Exercise:
Please copy each line below that contains the word "mirror".

Listed records:
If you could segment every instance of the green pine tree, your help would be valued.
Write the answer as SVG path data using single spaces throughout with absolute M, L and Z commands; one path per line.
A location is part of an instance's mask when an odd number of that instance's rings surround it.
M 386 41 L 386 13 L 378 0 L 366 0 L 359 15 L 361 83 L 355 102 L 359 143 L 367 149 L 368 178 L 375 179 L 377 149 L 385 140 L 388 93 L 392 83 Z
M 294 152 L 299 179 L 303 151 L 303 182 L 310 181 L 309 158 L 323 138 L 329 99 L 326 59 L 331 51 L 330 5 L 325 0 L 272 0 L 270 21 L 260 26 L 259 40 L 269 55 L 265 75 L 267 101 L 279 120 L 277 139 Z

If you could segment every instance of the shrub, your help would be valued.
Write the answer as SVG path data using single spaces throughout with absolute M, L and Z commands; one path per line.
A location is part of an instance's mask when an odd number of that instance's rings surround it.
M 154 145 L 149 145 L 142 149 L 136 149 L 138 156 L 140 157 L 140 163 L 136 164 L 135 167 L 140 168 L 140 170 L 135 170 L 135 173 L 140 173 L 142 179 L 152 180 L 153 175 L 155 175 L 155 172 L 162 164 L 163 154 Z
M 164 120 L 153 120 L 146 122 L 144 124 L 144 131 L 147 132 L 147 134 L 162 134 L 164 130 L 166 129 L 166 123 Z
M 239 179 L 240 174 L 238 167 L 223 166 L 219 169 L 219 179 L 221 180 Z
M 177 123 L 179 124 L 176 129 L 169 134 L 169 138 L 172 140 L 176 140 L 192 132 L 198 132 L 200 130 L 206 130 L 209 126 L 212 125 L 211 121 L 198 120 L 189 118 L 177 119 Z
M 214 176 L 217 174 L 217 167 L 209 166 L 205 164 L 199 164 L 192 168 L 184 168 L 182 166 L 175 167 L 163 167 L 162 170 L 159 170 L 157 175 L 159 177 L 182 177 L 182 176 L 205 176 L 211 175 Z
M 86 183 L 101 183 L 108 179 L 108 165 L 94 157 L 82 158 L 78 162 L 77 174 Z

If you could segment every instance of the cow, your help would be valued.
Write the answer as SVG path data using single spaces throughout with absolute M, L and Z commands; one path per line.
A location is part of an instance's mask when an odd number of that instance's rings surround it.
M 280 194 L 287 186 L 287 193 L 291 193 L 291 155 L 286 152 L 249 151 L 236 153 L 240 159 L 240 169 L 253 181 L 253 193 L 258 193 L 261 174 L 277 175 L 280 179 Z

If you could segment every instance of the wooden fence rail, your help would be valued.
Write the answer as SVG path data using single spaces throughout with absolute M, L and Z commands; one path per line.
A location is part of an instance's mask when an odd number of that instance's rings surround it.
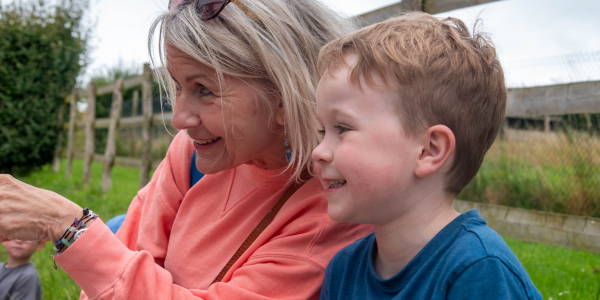
M 600 253 L 600 219 L 454 200 L 460 213 L 471 209 L 500 235 L 526 242 Z
M 407 2 L 408 3 L 408 2 Z M 67 177 L 71 177 L 73 139 L 75 130 L 85 128 L 85 152 L 83 153 L 84 171 L 83 182 L 90 182 L 90 171 L 92 161 L 98 161 L 94 158 L 94 131 L 99 128 L 108 128 L 109 137 L 104 152 L 105 158 L 102 162 L 105 164 L 103 170 L 102 189 L 110 189 L 110 174 L 113 165 L 117 166 L 135 166 L 140 168 L 140 188 L 149 181 L 150 171 L 156 167 L 153 164 L 152 154 L 152 125 L 161 124 L 170 121 L 173 113 L 152 113 L 152 72 L 148 64 L 144 64 L 144 72 L 141 76 L 129 78 L 126 80 L 117 80 L 113 84 L 96 87 L 94 83 L 88 85 L 87 90 L 73 89 L 70 96 L 71 110 L 70 121 L 65 124 L 68 128 L 67 142 Z M 136 86 L 142 86 L 142 115 L 136 116 L 137 99 L 139 95 L 134 94 L 133 111 L 130 117 L 122 118 L 122 91 Z M 111 116 L 109 118 L 96 119 L 95 102 L 96 96 L 113 94 L 113 103 Z M 79 97 L 86 97 L 88 108 L 84 121 L 76 121 L 76 103 Z M 600 81 L 577 82 L 569 84 L 559 84 L 552 86 L 540 86 L 533 88 L 518 88 L 508 90 L 508 101 L 506 106 L 506 115 L 509 117 L 529 118 L 544 120 L 545 130 L 549 131 L 550 122 L 556 116 L 564 114 L 595 114 L 600 113 Z M 130 136 L 133 135 L 133 128 L 142 128 L 142 156 L 139 162 L 130 163 L 130 159 L 116 157 L 116 132 L 120 128 L 129 128 Z M 59 142 L 62 143 L 59 138 Z M 132 139 L 133 140 L 133 139 Z M 134 143 L 131 143 L 134 145 Z M 60 147 L 60 145 L 58 146 Z M 132 147 L 133 148 L 133 147 Z M 60 153 L 57 149 L 56 157 Z M 55 158 L 55 170 L 58 167 L 57 158 Z M 127 163 L 125 163 L 127 162 Z
M 142 115 L 135 116 L 137 112 L 137 100 L 139 94 L 134 93 L 134 103 L 132 116 L 122 118 L 123 112 L 123 90 L 142 86 Z M 109 118 L 96 119 L 96 97 L 100 95 L 112 94 L 111 112 Z M 87 99 L 87 110 L 85 120 L 76 121 L 77 99 L 85 97 Z M 96 87 L 90 82 L 87 90 L 73 89 L 69 97 L 71 104 L 69 123 L 65 124 L 68 128 L 67 141 L 67 177 L 71 177 L 73 158 L 83 159 L 83 183 L 89 184 L 91 177 L 92 162 L 104 164 L 102 170 L 102 191 L 107 192 L 111 187 L 111 174 L 113 166 L 124 166 L 140 169 L 140 188 L 144 187 L 149 181 L 150 171 L 158 166 L 159 162 L 152 161 L 152 124 L 160 124 L 163 120 L 171 120 L 173 114 L 152 114 L 152 70 L 149 64 L 144 64 L 144 72 L 141 76 L 136 76 L 126 80 L 118 79 L 115 83 Z M 62 122 L 62 121 L 61 121 Z M 75 130 L 85 128 L 85 150 L 83 153 L 74 153 Z M 117 157 L 116 143 L 118 132 L 121 128 L 130 128 L 130 137 L 133 137 L 133 128 L 142 127 L 142 157 L 140 159 Z M 95 154 L 94 139 L 95 130 L 99 128 L 108 128 L 108 138 L 104 155 Z M 62 141 L 59 139 L 59 143 Z M 57 153 L 60 153 L 60 145 Z M 58 154 L 57 154 L 58 157 Z M 58 171 L 58 163 L 55 159 L 55 171 Z

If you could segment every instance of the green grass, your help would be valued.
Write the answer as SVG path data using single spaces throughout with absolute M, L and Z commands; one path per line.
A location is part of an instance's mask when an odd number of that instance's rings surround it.
M 596 299 L 600 292 L 600 254 L 504 240 L 544 299 Z
M 44 166 L 41 170 L 19 179 L 55 191 L 82 207 L 89 207 L 103 220 L 125 213 L 137 193 L 139 171 L 135 169 L 113 168 L 113 184 L 108 194 L 100 191 L 102 165 L 93 164 L 92 183 L 89 187 L 82 184 L 83 164 L 80 160 L 74 161 L 73 179 L 65 178 L 64 169 L 64 162 L 58 174 L 53 173 L 49 166 Z M 544 299 L 596 299 L 600 289 L 600 254 L 508 238 L 505 240 L 542 292 Z M 3 251 L 0 246 L 0 252 Z M 44 250 L 37 252 L 32 258 L 40 274 L 44 299 L 78 299 L 79 287 L 60 267 L 58 271 L 54 270 L 50 257 L 52 253 L 52 246 L 47 244 Z
M 49 165 L 38 172 L 33 172 L 26 177 L 18 178 L 33 186 L 52 190 L 67 199 L 76 202 L 81 207 L 89 207 L 97 213 L 102 220 L 127 212 L 129 203 L 136 195 L 139 186 L 139 170 L 121 167 L 113 168 L 112 189 L 103 194 L 100 190 L 102 178 L 102 165 L 92 165 L 92 181 L 89 187 L 83 185 L 83 162 L 73 161 L 73 179 L 65 178 L 66 163 L 61 164 L 61 171 L 52 172 Z M 0 246 L 0 253 L 4 247 Z M 34 254 L 32 262 L 35 264 L 44 290 L 44 299 L 79 299 L 81 289 L 60 267 L 54 270 L 52 257 L 54 254 L 51 243 Z M 5 261 L 5 258 L 2 258 Z M 85 262 L 82 262 L 85 263 Z

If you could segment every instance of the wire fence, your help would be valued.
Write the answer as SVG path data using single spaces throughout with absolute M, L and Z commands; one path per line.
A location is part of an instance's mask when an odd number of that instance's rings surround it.
M 599 99 L 600 101 L 600 99 Z M 600 217 L 600 114 L 506 120 L 459 199 Z
M 600 81 L 600 51 L 503 67 L 512 89 Z M 597 88 L 584 92 L 600 102 Z M 507 118 L 503 129 L 460 199 L 600 217 L 600 111 Z
M 508 88 L 600 80 L 600 51 L 502 61 Z

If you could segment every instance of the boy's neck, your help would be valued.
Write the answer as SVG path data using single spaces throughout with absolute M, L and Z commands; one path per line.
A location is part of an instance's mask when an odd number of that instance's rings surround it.
M 5 268 L 16 268 L 22 265 L 26 265 L 28 263 L 31 262 L 31 259 L 15 259 L 12 257 L 8 257 L 8 259 L 6 260 L 6 264 L 4 265 Z
M 389 279 L 399 273 L 438 232 L 460 215 L 452 208 L 452 198 L 430 194 L 414 202 L 399 218 L 375 226 L 374 265 L 381 278 Z

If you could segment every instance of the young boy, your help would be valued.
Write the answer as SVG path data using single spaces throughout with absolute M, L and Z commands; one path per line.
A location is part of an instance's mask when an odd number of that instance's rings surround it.
M 327 44 L 319 68 L 329 216 L 375 225 L 331 260 L 321 299 L 542 299 L 477 210 L 452 209 L 504 118 L 491 42 L 411 13 Z
M 40 278 L 30 259 L 46 242 L 14 240 L 2 244 L 8 260 L 0 263 L 0 300 L 42 299 Z

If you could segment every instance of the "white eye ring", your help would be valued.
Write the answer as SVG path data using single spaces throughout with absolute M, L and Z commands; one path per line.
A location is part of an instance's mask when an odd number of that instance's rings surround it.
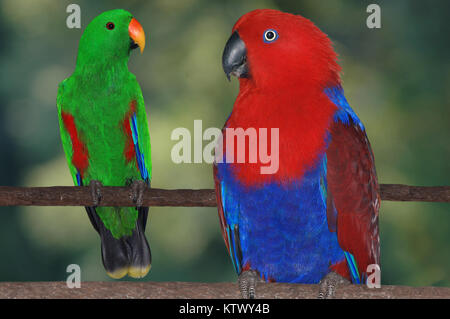
M 274 29 L 268 29 L 264 31 L 263 40 L 265 43 L 272 43 L 278 39 L 278 32 Z

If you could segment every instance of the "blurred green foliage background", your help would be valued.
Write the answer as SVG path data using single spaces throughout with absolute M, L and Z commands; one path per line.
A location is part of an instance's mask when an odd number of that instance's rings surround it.
M 382 28 L 366 27 L 366 7 Z M 147 34 L 130 70 L 140 82 L 152 137 L 153 187 L 212 188 L 207 164 L 172 163 L 177 127 L 222 127 L 237 94 L 221 69 L 234 22 L 256 8 L 314 21 L 335 43 L 350 104 L 364 121 L 381 183 L 448 185 L 450 174 L 450 2 L 82 1 L 82 29 L 66 27 L 72 1 L 0 1 L 0 184 L 72 185 L 56 113 L 60 81 L 75 65 L 82 30 L 99 13 L 123 8 Z M 305 61 L 307 63 L 307 61 Z M 205 143 L 206 144 L 206 143 Z M 153 268 L 145 280 L 236 280 L 214 208 L 151 208 Z M 383 202 L 385 284 L 450 286 L 450 206 Z M 109 280 L 100 242 L 82 208 L 0 208 L 0 280 Z

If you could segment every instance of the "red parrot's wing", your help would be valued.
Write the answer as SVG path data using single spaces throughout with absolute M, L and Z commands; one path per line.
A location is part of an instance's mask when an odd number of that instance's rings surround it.
M 230 225 L 227 222 L 227 211 L 224 206 L 226 189 L 218 178 L 216 165 L 214 165 L 214 182 L 223 240 L 225 241 L 228 254 L 231 257 L 236 273 L 240 274 L 242 271 L 242 251 L 239 239 L 239 227 L 237 224 Z
M 374 157 L 364 127 L 333 121 L 327 149 L 328 222 L 341 248 L 356 260 L 360 280 L 367 266 L 379 265 L 380 196 Z M 349 268 L 352 267 L 349 262 Z M 352 269 L 350 269 L 352 271 Z

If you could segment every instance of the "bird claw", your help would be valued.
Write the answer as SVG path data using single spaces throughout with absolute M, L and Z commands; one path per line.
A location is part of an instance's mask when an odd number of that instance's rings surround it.
M 341 275 L 330 272 L 319 282 L 319 295 L 317 299 L 333 299 L 336 288 L 343 285 L 349 285 L 351 282 Z
M 258 273 L 254 270 L 241 272 L 239 275 L 239 290 L 243 299 L 256 298 L 256 284 L 258 283 Z
M 102 183 L 97 180 L 92 180 L 89 183 L 89 187 L 91 188 L 91 196 L 92 196 L 92 206 L 97 207 L 102 200 Z
M 136 207 L 142 207 L 144 204 L 144 193 L 147 189 L 147 184 L 143 180 L 134 180 L 131 183 L 131 198 L 136 204 Z

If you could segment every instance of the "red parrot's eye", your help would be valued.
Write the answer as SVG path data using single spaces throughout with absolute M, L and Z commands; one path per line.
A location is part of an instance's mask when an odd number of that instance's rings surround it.
M 108 23 L 106 24 L 106 29 L 108 29 L 108 30 L 114 29 L 114 23 L 108 22 Z
M 274 29 L 269 29 L 264 32 L 263 40 L 265 43 L 270 43 L 278 39 L 278 32 Z

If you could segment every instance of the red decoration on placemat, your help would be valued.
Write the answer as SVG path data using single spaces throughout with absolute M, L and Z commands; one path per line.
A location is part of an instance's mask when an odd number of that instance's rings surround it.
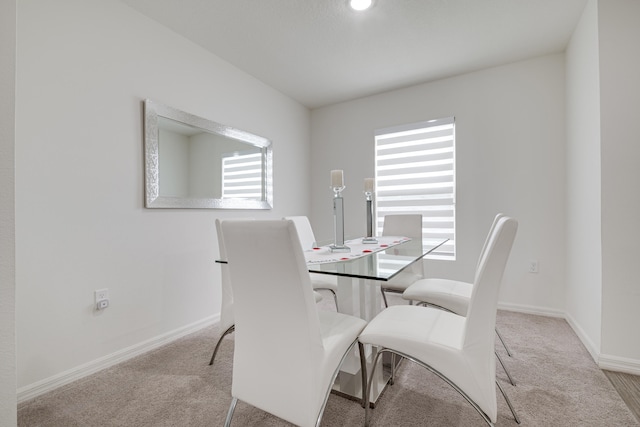
M 345 243 L 351 247 L 351 254 L 349 255 L 334 254 L 329 246 L 314 246 L 312 250 L 305 251 L 305 258 L 307 264 L 352 261 L 360 257 L 369 256 L 375 252 L 388 250 L 399 243 L 411 240 L 398 236 L 382 236 L 378 239 L 380 239 L 378 245 L 363 244 L 360 238 L 346 241 Z

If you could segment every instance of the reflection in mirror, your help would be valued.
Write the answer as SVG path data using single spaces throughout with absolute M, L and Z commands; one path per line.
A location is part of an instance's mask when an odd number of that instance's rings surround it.
M 145 101 L 148 208 L 270 209 L 271 141 Z

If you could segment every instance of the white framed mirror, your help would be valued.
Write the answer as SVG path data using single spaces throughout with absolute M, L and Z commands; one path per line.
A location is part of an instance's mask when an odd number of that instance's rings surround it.
M 144 101 L 145 207 L 271 209 L 271 141 Z

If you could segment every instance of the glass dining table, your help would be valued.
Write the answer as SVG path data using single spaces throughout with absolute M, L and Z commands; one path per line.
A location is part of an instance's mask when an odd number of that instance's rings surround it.
M 338 311 L 373 319 L 382 309 L 380 288 L 384 282 L 403 274 L 407 267 L 421 262 L 448 239 L 415 240 L 402 236 L 382 236 L 376 243 L 363 243 L 362 238 L 345 241 L 350 248 L 347 253 L 332 253 L 330 243 L 318 245 L 304 251 L 310 273 L 337 276 Z M 366 346 L 367 372 L 371 372 L 376 348 Z M 342 365 L 336 378 L 333 392 L 343 397 L 359 400 L 362 398 L 360 361 L 357 349 L 354 349 Z M 385 353 L 380 358 L 382 369 L 376 370 L 373 378 L 370 402 L 372 406 L 382 394 L 392 376 L 392 369 L 400 363 Z
M 378 237 L 376 243 L 363 243 L 362 238 L 357 238 L 345 241 L 350 248 L 346 253 L 333 253 L 330 243 L 320 243 L 305 250 L 304 254 L 310 273 L 337 276 L 338 292 L 342 294 L 338 295 L 339 311 L 368 321 L 380 312 L 381 300 L 369 301 L 366 294 L 381 295 L 382 283 L 402 274 L 407 267 L 422 260 L 447 240 L 420 241 L 402 236 L 383 236 Z M 362 281 L 367 286 L 364 294 L 360 288 L 354 294 L 354 285 Z M 375 306 L 367 309 L 372 302 Z

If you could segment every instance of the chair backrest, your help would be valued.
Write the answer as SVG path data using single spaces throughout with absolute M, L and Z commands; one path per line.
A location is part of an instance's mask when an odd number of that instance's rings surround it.
M 220 259 L 227 259 L 227 250 L 222 239 L 222 230 L 220 228 L 222 220 L 216 219 L 216 232 L 218 233 L 218 250 Z M 220 303 L 220 332 L 224 332 L 234 323 L 233 316 L 233 291 L 231 290 L 231 281 L 229 280 L 229 269 L 227 264 L 220 264 L 220 274 L 222 281 L 222 295 Z
M 493 330 L 498 307 L 498 292 L 517 231 L 518 222 L 515 219 L 508 216 L 498 219 L 478 266 L 469 300 L 467 331 L 472 332 L 472 336 L 480 336 L 482 334 L 479 332 L 482 331 L 489 337 L 491 353 L 493 353 Z
M 386 215 L 382 224 L 382 235 L 422 239 L 422 215 Z
M 293 221 L 298 231 L 298 237 L 300 238 L 300 244 L 303 251 L 308 251 L 316 244 L 316 237 L 311 228 L 309 218 L 306 216 L 285 216 L 283 219 Z
M 466 317 L 464 345 L 476 347 L 474 351 L 477 351 L 478 361 L 487 357 L 493 361 L 498 293 L 517 231 L 515 219 L 504 215 L 498 218 L 476 272 Z M 492 362 L 491 366 L 495 380 L 495 363 Z
M 494 331 L 498 292 L 517 230 L 518 222 L 513 218 L 497 218 L 476 272 L 465 320 L 466 363 L 474 372 L 473 382 L 478 387 L 469 396 L 492 418 L 497 411 Z
M 220 259 L 227 259 L 227 250 L 224 245 L 224 239 L 222 238 L 222 230 L 220 228 L 224 221 L 252 221 L 253 218 L 243 219 L 216 219 L 216 233 L 218 234 L 218 252 L 220 252 Z M 229 280 L 229 269 L 227 264 L 220 264 L 220 279 L 221 279 L 221 302 L 220 302 L 220 333 L 223 333 L 231 326 L 233 326 L 235 320 L 233 315 L 233 290 L 231 289 L 231 281 Z
M 382 235 L 422 240 L 422 214 L 386 215 L 382 224 Z M 404 271 L 424 276 L 424 265 L 422 262 L 415 262 Z
M 487 251 L 487 245 L 489 244 L 489 240 L 491 240 L 491 236 L 496 229 L 496 224 L 498 224 L 498 220 L 505 216 L 503 213 L 498 213 L 495 218 L 493 218 L 493 222 L 491 223 L 491 227 L 489 227 L 489 232 L 487 233 L 487 237 L 484 239 L 484 244 L 482 245 L 482 250 L 480 250 L 480 255 L 478 256 L 478 263 L 476 264 L 476 272 L 480 268 L 480 263 L 484 258 L 484 254 Z
M 222 234 L 235 311 L 232 395 L 314 425 L 324 401 L 324 348 L 296 227 L 288 220 L 231 221 L 222 223 Z

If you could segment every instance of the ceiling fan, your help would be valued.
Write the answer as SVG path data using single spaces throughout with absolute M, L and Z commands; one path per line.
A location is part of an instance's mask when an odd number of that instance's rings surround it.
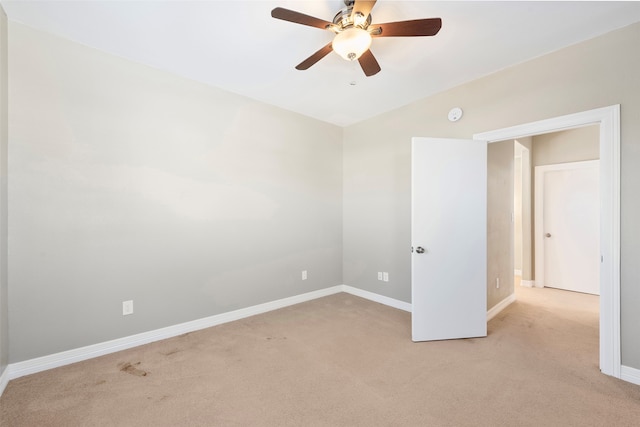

Solution to this task:
If you could segment every instance of the reflection in mirror, your help would be valued.
If you could segment every instance of the white framed mirror, your help would be valued.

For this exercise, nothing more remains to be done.